(Data rows):

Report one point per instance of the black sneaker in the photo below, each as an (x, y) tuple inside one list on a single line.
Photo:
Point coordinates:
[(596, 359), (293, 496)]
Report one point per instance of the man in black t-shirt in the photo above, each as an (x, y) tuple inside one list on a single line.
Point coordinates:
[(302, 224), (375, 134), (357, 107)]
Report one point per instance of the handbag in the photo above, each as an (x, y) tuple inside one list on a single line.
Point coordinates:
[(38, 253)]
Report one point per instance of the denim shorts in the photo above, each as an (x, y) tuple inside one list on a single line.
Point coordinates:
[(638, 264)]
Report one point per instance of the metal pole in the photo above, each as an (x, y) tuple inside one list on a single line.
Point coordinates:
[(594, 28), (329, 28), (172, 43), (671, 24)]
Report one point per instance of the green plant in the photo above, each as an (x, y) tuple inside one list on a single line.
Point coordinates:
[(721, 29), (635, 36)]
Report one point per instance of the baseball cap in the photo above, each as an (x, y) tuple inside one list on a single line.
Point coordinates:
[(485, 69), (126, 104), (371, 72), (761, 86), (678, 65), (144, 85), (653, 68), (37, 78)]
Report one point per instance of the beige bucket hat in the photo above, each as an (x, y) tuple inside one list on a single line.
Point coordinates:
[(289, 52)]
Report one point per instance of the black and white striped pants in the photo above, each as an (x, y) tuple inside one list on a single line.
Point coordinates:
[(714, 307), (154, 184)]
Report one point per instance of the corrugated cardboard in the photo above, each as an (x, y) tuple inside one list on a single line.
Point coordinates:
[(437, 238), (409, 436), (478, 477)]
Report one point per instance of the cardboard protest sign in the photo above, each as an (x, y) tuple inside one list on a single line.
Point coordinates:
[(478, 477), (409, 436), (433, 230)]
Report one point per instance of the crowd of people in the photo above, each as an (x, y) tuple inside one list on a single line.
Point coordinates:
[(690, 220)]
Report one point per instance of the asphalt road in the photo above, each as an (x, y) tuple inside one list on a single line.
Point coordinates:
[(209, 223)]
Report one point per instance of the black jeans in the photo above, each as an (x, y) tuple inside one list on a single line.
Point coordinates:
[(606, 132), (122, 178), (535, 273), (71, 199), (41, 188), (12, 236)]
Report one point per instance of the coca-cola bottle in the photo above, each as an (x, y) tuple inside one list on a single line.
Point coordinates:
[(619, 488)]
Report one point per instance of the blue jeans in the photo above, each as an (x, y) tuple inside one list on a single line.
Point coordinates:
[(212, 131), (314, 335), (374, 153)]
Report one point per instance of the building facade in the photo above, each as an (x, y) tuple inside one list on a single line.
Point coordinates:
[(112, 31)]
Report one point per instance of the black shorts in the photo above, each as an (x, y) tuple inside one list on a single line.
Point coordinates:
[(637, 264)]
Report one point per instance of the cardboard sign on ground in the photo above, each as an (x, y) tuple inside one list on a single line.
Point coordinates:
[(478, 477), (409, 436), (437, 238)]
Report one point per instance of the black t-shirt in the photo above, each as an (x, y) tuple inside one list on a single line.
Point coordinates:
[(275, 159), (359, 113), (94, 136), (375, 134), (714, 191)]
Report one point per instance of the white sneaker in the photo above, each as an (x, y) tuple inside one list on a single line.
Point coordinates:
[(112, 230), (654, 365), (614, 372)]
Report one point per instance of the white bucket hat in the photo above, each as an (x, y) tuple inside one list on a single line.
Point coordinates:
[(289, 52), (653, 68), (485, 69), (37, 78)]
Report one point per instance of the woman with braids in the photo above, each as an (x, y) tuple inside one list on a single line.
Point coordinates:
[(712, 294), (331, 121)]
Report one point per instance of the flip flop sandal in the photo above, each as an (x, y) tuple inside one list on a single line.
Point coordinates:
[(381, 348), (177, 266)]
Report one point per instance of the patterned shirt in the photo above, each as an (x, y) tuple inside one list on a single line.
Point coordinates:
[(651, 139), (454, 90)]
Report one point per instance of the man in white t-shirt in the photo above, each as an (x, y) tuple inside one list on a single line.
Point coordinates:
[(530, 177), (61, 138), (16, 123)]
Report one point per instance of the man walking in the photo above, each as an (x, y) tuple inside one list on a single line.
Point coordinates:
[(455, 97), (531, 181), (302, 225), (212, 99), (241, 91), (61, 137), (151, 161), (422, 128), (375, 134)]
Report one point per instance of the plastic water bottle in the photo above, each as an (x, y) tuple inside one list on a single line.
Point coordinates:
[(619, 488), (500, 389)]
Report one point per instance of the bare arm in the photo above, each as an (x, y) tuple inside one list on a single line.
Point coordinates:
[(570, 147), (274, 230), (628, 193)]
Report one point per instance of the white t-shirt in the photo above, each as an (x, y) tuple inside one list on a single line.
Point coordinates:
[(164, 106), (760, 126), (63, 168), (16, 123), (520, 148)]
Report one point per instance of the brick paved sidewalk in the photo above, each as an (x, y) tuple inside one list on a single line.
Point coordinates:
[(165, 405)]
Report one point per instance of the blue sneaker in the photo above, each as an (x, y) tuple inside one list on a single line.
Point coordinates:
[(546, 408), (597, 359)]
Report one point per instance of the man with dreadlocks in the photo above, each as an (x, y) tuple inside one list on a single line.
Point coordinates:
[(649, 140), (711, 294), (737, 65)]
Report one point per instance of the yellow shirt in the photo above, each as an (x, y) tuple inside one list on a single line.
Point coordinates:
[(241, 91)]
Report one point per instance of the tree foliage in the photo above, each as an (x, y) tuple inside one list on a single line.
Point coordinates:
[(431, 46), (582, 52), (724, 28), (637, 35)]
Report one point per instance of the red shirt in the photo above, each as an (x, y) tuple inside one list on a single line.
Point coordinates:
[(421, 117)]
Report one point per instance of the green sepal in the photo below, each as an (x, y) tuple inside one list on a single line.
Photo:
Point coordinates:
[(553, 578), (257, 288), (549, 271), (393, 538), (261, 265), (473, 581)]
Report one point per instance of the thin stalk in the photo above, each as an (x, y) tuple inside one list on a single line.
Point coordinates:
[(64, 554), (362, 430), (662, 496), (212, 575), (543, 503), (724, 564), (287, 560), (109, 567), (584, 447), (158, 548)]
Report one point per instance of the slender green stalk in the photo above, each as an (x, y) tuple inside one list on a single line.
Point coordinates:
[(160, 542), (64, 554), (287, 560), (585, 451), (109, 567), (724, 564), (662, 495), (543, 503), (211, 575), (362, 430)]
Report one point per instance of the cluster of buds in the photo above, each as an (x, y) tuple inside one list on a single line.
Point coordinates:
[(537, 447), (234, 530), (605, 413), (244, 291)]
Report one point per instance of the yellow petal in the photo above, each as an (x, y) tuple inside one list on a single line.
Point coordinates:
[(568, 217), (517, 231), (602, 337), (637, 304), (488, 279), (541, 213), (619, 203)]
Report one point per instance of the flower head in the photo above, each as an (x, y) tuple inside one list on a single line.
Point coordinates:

(Brief): Working from the material above, retype it in its entirety without change.

(Written response):
Report one point per instance of the black sneaker in the photo below, each as an (x, y) tuple inside one list on a single line.
Photo:
Point coordinates:
[(596, 359), (293, 496)]
Report one point per instance of the man in black t-shirt in the photo above, each as an (x, y) tuple inside one list on a single line.
Point coordinates:
[(302, 224), (375, 134), (357, 107)]
Report one point per instance of the handbag in the photo above, each as an (x, y) tuple inside one list on a single line.
Point coordinates:
[(38, 253)]
Report one point per instance of the denim shorts in the photo above, each as an (x, y) tuple inside one list on a single line.
Point coordinates:
[(638, 264)]
Report one point per instance of the metal pole in the photo above, each as an (x, y) tuple inside one list on a single line.
Point coordinates:
[(594, 28), (329, 28), (172, 43), (671, 24)]
Report one point per instance of the green plant in the photo above, each as an (x, y) tuple inside one list on a single line.
Point coordinates:
[(721, 29), (635, 36)]
Report one point per instance of the baseball cap in the photo above, each as an (x, y) tuple inside one list on a single line.
Point coordinates:
[(485, 69), (126, 104), (371, 72), (761, 86), (678, 65), (144, 85), (653, 68), (37, 78)]
Report one point per instance of the beige bucket hat in the photo above, each as an (x, y) tuple inside one list on a single line.
Point coordinates:
[(289, 52)]
Report one point per instance of the black and white striped pants in the photo above, each as an (x, y) tuple inside one list on a single line.
Point coordinates:
[(714, 307), (154, 184)]
Report one point per instance of the corrugated cardboard in the photo above, each as an (x, y) tuple inside one list on a single line.
Point coordinates:
[(437, 238), (409, 436), (478, 477)]
Report one point per instance of the cardboard protest sign in the photo above, each as an (x, y) tuple inside one list on a single line.
Point coordinates:
[(478, 477), (409, 436), (433, 230)]
Report one point per instance of the crowd of people in the photo above, each as an (x, y) tuple inside one list on a single line.
Point coordinates:
[(690, 220)]
Report one point per instance of the asphalt road in the photo above, each as an (x, y) tuple inside one list on a single line.
Point coordinates:
[(209, 223)]
Report one point per instance of the black jeans in the photo above, each as an (x, y) tuple inside one list on a single line.
Point coordinates:
[(606, 132), (122, 178), (535, 273), (71, 199), (41, 188), (12, 236)]
Report one point per instance of the coca-cola bottle in the photo above, each as an (x, y) tuple inside one list on a single line.
Point coordinates:
[(619, 488)]
Report one point per instance of the blue jeans in the photo above, each as an (x, y) tuple inside one list on a single line.
Point coordinates:
[(212, 131), (314, 335), (374, 153)]
Report one point per instance of the building facade in the photo above, each as an (x, y) tuple inside one list on a single line.
Point coordinates:
[(112, 31)]
Report one point per instance of the black shorts in the photo above, each as an (x, y) tuple inside one list on a single line.
Point coordinates:
[(637, 264)]
Report one point per instance of the cardboard sign on ground in the photo above, each as an (x, y) tuple inside one list on a single line.
Point coordinates:
[(478, 477), (409, 436), (437, 238)]
Report one point per instance of the black t-shirt in the photo above, each as an (x, y) tuple inside one list on a single line.
Point coordinates:
[(275, 159), (359, 113), (94, 136), (375, 134), (714, 191)]
Report one point per instance of the white sneaker in the photo above, each as an (x, y) tuple inside one list on a single line.
Point coordinates:
[(112, 230), (654, 365), (614, 372)]
Report one point per instance of the white bucket hat in the photo above, each as an (x, y) tuple inside one list on a single line.
Point coordinates:
[(289, 52), (653, 68), (485, 69), (37, 78)]
Report one point per instance of the woman with braids in the photo above, each as an (x, y) tuple inside one list on a single line.
Point coordinates:
[(712, 294), (331, 121)]
Report one point per instance of the flip flop sandal in the photo above, each as an (x, y) tuple inside one list on a single line.
Point coordinates:
[(381, 348), (177, 266)]
Report one point per instance of the patterned shirt in the photo above, each as an (x, y) tuple inside one list on a single line.
Point coordinates:
[(651, 139), (454, 90)]
Report one point per instance of the man in white t-shirt in the photo above, each as an (x, y) tuple inside one list on a single line.
Point coordinates:
[(530, 177), (61, 138), (16, 123)]
Report one point per instance of the man walking in the photo above, each as an (x, y) tuple inside one list on a single line.
Point coordinates:
[(455, 97), (531, 181), (302, 225), (212, 99), (241, 91), (61, 137), (151, 161), (422, 128), (375, 134)]
Report one point per instance of the plastic water bottle in the photo above, each as an (x, y) tuple inside one list on a single line.
Point coordinates:
[(619, 488), (500, 389)]
Report one point per instance of the bare arm in the photo above, each as an (x, y) tuple inside one list on a single line.
Point coordinates:
[(570, 147), (274, 230), (628, 193)]
Report one point per instance of the white t-shirt in the photo above, each as an (x, y) tuple inside one list on a single line.
Point coordinates:
[(164, 106), (760, 126), (63, 168), (16, 123), (520, 148)]
Report one point per instance of the brick paved sidewalk in the photo above, each as an (x, y) tuple inside one list on a single line.
Point coordinates:
[(165, 405)]
Report one point per instance of the blue sneaker in the photo above, each as an (x, y) tuple inside one list on a single line.
Point coordinates:
[(546, 408), (597, 359)]
Report one point per instance of the man with dreadlocks in the photo above, each as an (x, y) tuple inside one list on a single line.
Point coordinates:
[(649, 140), (711, 294), (737, 65)]
Report one point per instance of the yellow shirt in the photo above, each as an (x, y) tuple inside one list on a single line.
Point coordinates:
[(241, 91)]
Report one point per instance of the tree foliage in the photo above, each as an (x, y) tuple inside one list on a single line.
Point coordinates:
[(431, 46), (582, 52), (724, 28), (637, 35)]
Report one point per instance of the red shirt in the photo above, each as an (x, y) tuple inside one list on a single line.
Point coordinates:
[(421, 117)]
Report one point per instance of the green sepal in the photo below, each as an (x, y) tuple inside one list on a single line.
Photo:
Point coordinates:
[(553, 578), (257, 288), (549, 271), (393, 538), (261, 265), (473, 581)]
Report one point per instance of the thin stalk in the photo above, each as an (x, y) tuple inside one list on a single line.
Point coordinates:
[(64, 554), (362, 430), (662, 496), (212, 575), (543, 503), (724, 564), (287, 560), (109, 567), (584, 447), (158, 548)]
Report one point per instance of the slender green stalk in the photo above, each as an (x, y) tuple inside one list on a single line.
Point coordinates:
[(160, 542), (64, 554), (287, 560), (585, 451), (109, 567), (724, 564), (662, 495), (543, 503), (211, 575), (362, 430)]
Report one point per instance of the cluster of buds in the photo above, each as an (x, y) tuple inside one list on a single line.
Point coordinates:
[(537, 447), (234, 530), (605, 413), (244, 291)]
Report one point per instance of the yellow petal in the photo above, each as an (x, y) tuple inside one list on a single line.
Point coordinates:
[(568, 217), (517, 231), (602, 337), (637, 304), (488, 279), (541, 213), (619, 203)]
Report one point per instance of the flower head in the photo above, each as an (x, y) tuple inside one list on a single line.
Point coordinates:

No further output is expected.